* _Instructions for the task_
Starting at the line with "Query: patterned umbrella" and stopping at the final line, retype the data below exactly; do not carry over any pictures.

BEGIN Data in this exercise

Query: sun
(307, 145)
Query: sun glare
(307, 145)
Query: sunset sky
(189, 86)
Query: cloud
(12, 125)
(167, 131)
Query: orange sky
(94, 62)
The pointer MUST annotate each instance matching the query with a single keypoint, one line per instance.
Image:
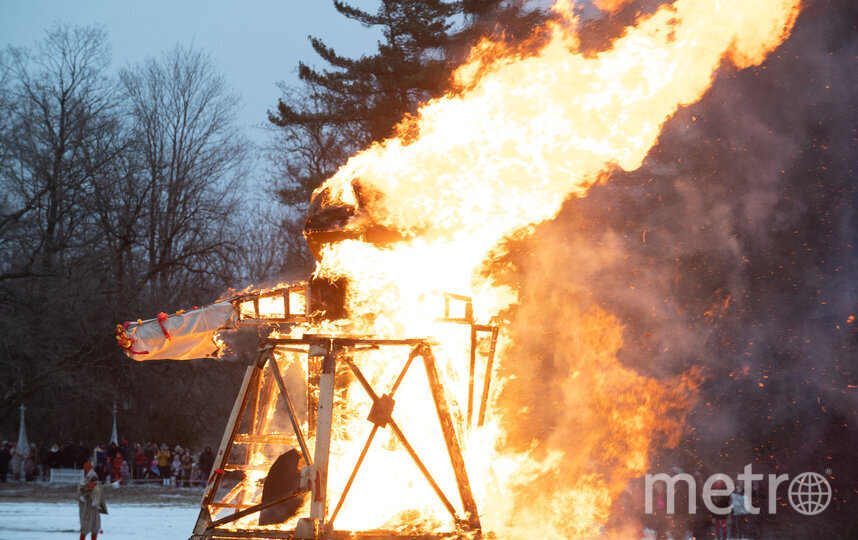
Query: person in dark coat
(5, 458)
(90, 505)
(206, 462)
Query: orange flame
(523, 132)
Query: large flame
(524, 130)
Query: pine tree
(374, 92)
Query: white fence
(66, 476)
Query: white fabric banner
(192, 334)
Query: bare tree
(59, 131)
(193, 161)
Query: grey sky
(253, 43)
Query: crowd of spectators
(123, 463)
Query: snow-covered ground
(126, 521)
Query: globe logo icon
(809, 493)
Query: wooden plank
(324, 421)
(487, 379)
(290, 410)
(450, 438)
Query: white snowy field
(128, 521)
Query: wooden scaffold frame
(334, 351)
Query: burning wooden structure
(251, 431)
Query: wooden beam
(450, 438)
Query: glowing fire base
(319, 525)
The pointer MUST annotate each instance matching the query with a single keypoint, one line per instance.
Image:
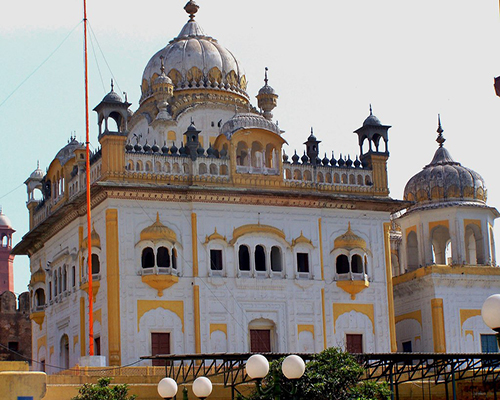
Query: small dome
(248, 120)
(4, 221)
(445, 180)
(194, 60)
(372, 120)
(67, 152)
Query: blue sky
(328, 60)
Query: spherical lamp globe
(202, 387)
(293, 367)
(491, 312)
(167, 388)
(257, 366)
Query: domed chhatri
(445, 180)
(194, 60)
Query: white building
(205, 239)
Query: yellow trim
(38, 317)
(215, 236)
(41, 342)
(75, 341)
(194, 239)
(416, 315)
(176, 306)
(466, 314)
(196, 302)
(324, 317)
(160, 282)
(113, 286)
(158, 231)
(256, 228)
(349, 240)
(321, 250)
(218, 327)
(353, 287)
(305, 328)
(301, 239)
(342, 308)
(82, 327)
(438, 326)
(390, 291)
(411, 229)
(476, 222)
(434, 224)
(445, 270)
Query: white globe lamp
(491, 312)
(293, 367)
(167, 388)
(257, 366)
(202, 387)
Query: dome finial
(162, 67)
(440, 139)
(191, 8)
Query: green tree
(102, 391)
(331, 375)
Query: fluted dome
(194, 60)
(67, 152)
(445, 180)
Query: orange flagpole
(87, 166)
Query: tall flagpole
(87, 167)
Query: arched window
(342, 264)
(276, 264)
(163, 257)
(441, 244)
(356, 264)
(39, 297)
(96, 265)
(148, 258)
(260, 258)
(412, 251)
(64, 352)
(244, 258)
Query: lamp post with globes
(491, 314)
(202, 388)
(257, 367)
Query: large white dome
(194, 60)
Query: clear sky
(328, 60)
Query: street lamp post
(491, 314)
(202, 388)
(257, 367)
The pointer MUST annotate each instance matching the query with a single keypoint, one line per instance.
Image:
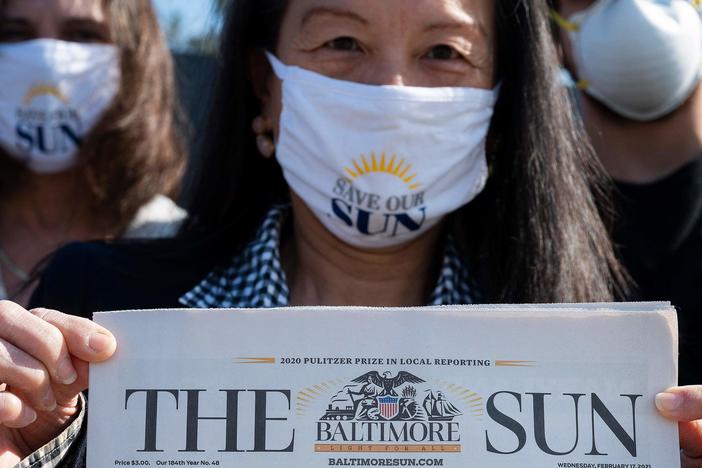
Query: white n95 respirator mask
(380, 165)
(640, 58)
(52, 94)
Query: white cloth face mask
(640, 58)
(52, 94)
(380, 165)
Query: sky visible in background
(196, 16)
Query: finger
(20, 370)
(681, 403)
(14, 412)
(66, 395)
(85, 339)
(37, 338)
(691, 439)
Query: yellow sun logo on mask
(43, 89)
(400, 169)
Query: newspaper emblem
(389, 407)
(376, 397)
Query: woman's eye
(84, 35)
(347, 44)
(443, 52)
(14, 35)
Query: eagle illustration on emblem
(376, 397)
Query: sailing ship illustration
(438, 408)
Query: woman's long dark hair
(535, 233)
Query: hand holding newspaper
(482, 386)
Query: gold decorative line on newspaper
(307, 397)
(505, 363)
(389, 448)
(253, 360)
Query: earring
(264, 142)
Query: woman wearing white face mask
(403, 152)
(639, 63)
(87, 133)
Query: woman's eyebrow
(87, 21)
(6, 20)
(329, 11)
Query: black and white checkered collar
(255, 278)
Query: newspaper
(480, 386)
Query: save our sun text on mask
(373, 214)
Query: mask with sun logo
(52, 93)
(380, 165)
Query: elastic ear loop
(570, 26)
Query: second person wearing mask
(88, 137)
(638, 65)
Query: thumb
(85, 339)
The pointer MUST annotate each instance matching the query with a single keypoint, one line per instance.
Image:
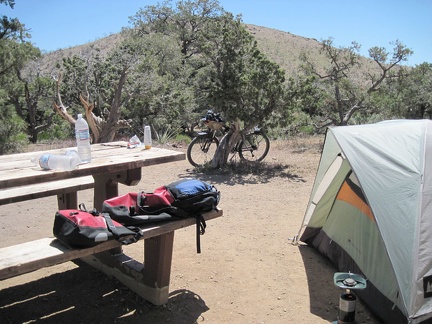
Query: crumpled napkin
(134, 141)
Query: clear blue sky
(57, 24)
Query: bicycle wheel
(201, 150)
(254, 147)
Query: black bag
(79, 228)
(180, 199)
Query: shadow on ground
(85, 295)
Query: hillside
(281, 47)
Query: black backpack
(183, 198)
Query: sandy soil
(248, 271)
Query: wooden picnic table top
(18, 169)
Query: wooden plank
(44, 189)
(26, 257)
(109, 160)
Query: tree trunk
(226, 144)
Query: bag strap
(113, 229)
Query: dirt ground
(248, 271)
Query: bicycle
(253, 147)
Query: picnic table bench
(112, 163)
(149, 279)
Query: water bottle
(147, 137)
(82, 135)
(49, 161)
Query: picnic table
(112, 163)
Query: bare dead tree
(102, 130)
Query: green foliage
(12, 130)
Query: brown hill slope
(281, 47)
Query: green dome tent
(370, 212)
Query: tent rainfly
(370, 212)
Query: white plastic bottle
(82, 135)
(147, 137)
(49, 161)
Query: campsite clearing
(248, 271)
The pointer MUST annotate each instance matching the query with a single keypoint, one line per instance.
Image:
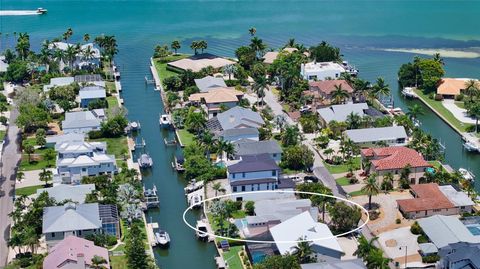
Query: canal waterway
(362, 28)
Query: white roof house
(340, 112)
(393, 135)
(304, 226)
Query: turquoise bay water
(359, 27)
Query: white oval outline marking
(272, 242)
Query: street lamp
(400, 248)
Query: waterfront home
(209, 82)
(335, 264)
(460, 255)
(444, 230)
(321, 91)
(428, 201)
(253, 173)
(451, 87)
(81, 122)
(59, 81)
(79, 220)
(91, 94)
(61, 138)
(340, 113)
(74, 253)
(392, 160)
(271, 212)
(325, 70)
(78, 159)
(305, 227)
(215, 99)
(199, 61)
(247, 147)
(371, 137)
(236, 124)
(63, 192)
(82, 60)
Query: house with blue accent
(91, 94)
(78, 159)
(253, 173)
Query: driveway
(9, 162)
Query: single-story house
(369, 137)
(199, 61)
(445, 230)
(91, 94)
(63, 192)
(340, 113)
(209, 82)
(246, 147)
(80, 122)
(74, 253)
(78, 220)
(56, 82)
(215, 98)
(392, 160)
(322, 242)
(322, 90)
(254, 172)
(451, 87)
(428, 200)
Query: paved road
(10, 158)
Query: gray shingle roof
(71, 217)
(204, 84)
(80, 119)
(249, 147)
(376, 134)
(254, 163)
(239, 117)
(76, 193)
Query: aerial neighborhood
(287, 158)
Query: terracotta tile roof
(328, 86)
(394, 158)
(428, 197)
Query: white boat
(201, 232)
(471, 146)
(408, 92)
(165, 120)
(145, 161)
(466, 174)
(162, 238)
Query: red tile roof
(328, 86)
(428, 197)
(389, 158)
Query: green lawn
(162, 66)
(27, 190)
(343, 181)
(438, 107)
(116, 146)
(186, 138)
(343, 168)
(232, 257)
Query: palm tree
(98, 262)
(414, 111)
(259, 87)
(371, 188)
(175, 46)
(365, 246)
(339, 95)
(353, 120)
(45, 176)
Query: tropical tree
(371, 188)
(175, 45)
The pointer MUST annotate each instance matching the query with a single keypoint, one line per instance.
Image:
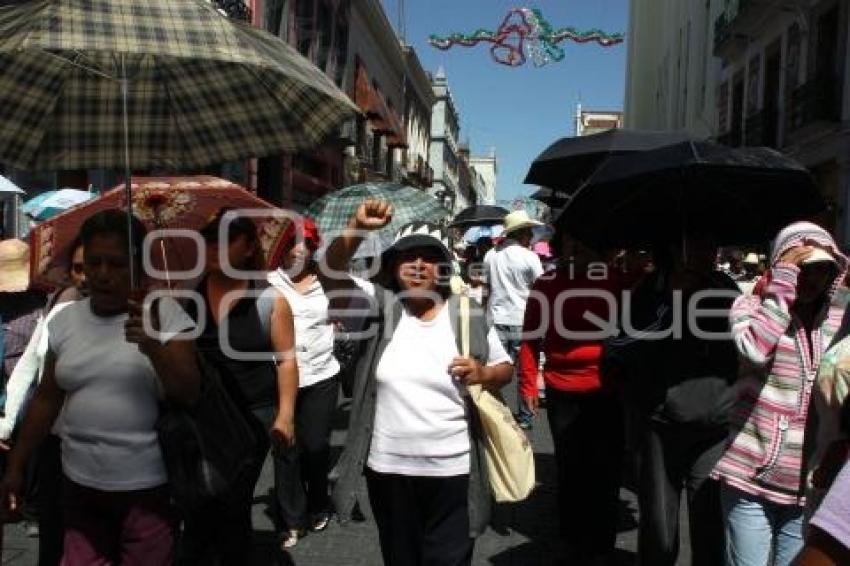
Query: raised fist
(373, 214)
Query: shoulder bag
(510, 458)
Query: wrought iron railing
(761, 128)
(818, 100)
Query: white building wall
(671, 71)
(485, 166)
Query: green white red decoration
(525, 34)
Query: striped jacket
(764, 455)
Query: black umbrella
(568, 162)
(551, 197)
(479, 215)
(741, 195)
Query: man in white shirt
(511, 269)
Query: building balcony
(761, 129)
(732, 138)
(816, 101)
(739, 21)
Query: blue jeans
(755, 526)
(510, 336)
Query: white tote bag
(510, 458)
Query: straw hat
(751, 259)
(14, 266)
(517, 220)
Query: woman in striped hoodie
(781, 332)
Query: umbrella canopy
(333, 211)
(475, 233)
(735, 196)
(200, 88)
(161, 203)
(479, 215)
(51, 203)
(8, 187)
(551, 197)
(568, 162)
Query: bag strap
(464, 325)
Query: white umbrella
(51, 203)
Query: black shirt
(252, 383)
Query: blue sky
(519, 110)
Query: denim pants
(510, 336)
(756, 526)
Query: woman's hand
(373, 215)
(10, 493)
(796, 255)
(134, 329)
(283, 432)
(471, 372)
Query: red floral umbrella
(162, 203)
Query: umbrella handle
(128, 177)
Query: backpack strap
(265, 305)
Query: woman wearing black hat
(411, 432)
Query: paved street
(529, 538)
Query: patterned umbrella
(333, 211)
(200, 88)
(105, 83)
(160, 202)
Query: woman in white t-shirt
(412, 432)
(301, 477)
(108, 376)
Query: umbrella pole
(128, 177)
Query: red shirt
(572, 363)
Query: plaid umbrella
(333, 211)
(200, 88)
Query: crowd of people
(680, 372)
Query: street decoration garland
(525, 34)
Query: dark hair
(71, 249)
(236, 227)
(113, 222)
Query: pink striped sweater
(764, 455)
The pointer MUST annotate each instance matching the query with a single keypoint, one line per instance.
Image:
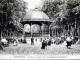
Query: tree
(12, 12)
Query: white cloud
(33, 3)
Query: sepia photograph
(47, 29)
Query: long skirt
(69, 43)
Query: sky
(33, 3)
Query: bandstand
(36, 24)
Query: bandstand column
(31, 30)
(42, 29)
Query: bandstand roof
(35, 15)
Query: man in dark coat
(32, 41)
(43, 44)
(49, 42)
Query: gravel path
(26, 49)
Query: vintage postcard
(39, 29)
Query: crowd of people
(45, 42)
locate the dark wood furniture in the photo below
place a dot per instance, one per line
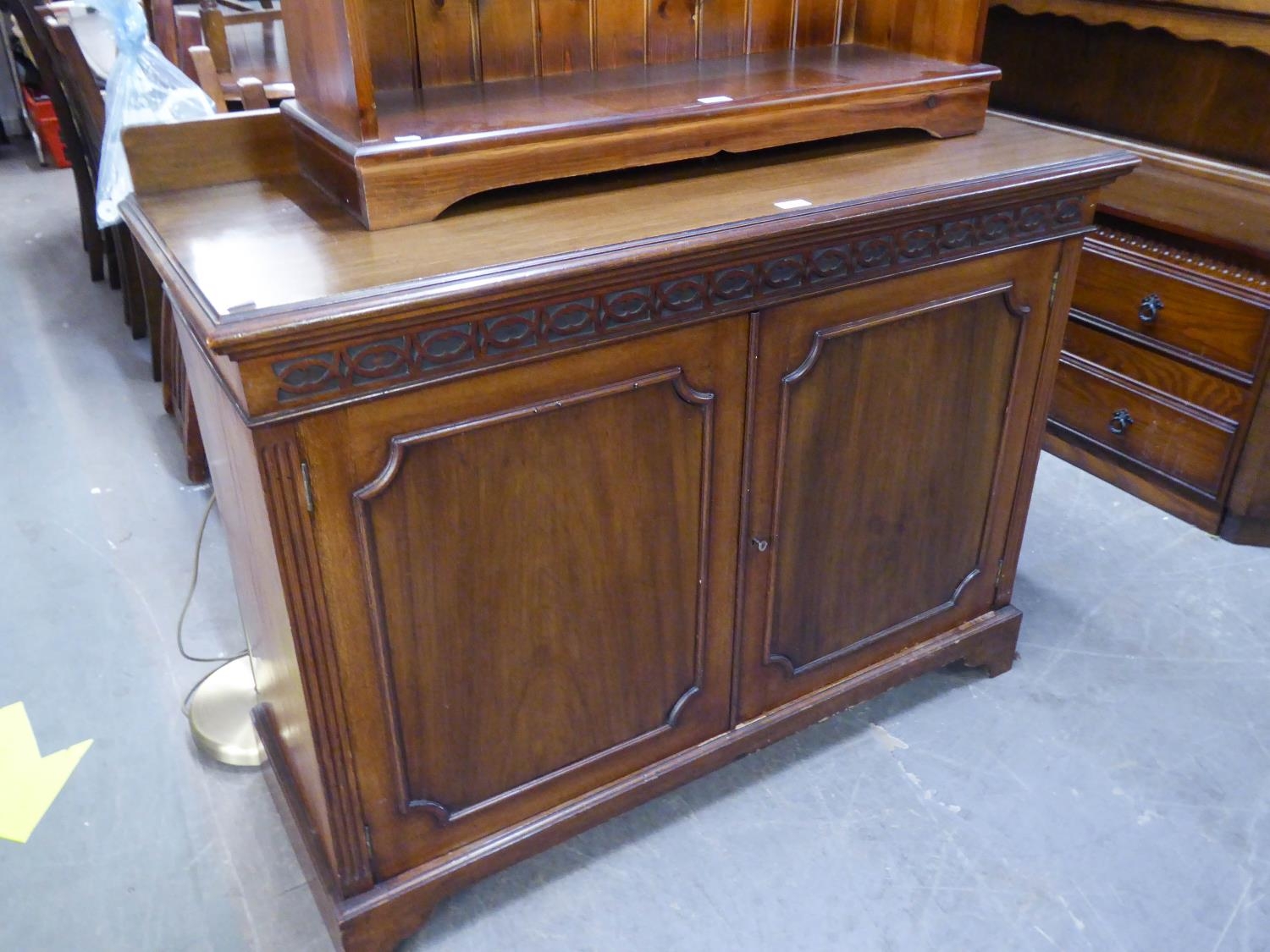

END Data in this exercise

* _Output of the exercise_
Query: patterned umbrella
(333, 211)
(200, 88)
(105, 83)
(160, 202)
Query: woman in white t-shirt
(412, 432)
(301, 477)
(108, 376)
Query: umbrella pole
(128, 177)
Query: red shirt
(572, 363)
Query: plaid umbrella
(333, 211)
(200, 88)
Query: crowd of people
(680, 372)
Query: street decoration garland
(525, 34)
Query: dark hair
(71, 249)
(236, 227)
(113, 222)
Query: pink striped sweater
(764, 455)
The pointer MUST annotate each instance matching the query with a single keypoint, one line per instance.
Image:
Query: tree
(12, 12)
Query: white cloud
(33, 3)
Query: sepia photograph
(47, 29)
Query: long skirt
(69, 43)
Query: sky
(33, 3)
Query: bandstand
(36, 24)
Query: bandstand column
(31, 30)
(42, 29)
Query: bandstand roof
(35, 15)
Query: man in dark coat
(32, 41)
(43, 44)
(49, 42)
Query: gravel path
(26, 49)
Query: vintage postcard
(39, 29)
Query: crowd of people
(45, 42)
locate the dark wood furniture in the photo below
place a dot per instance, one per line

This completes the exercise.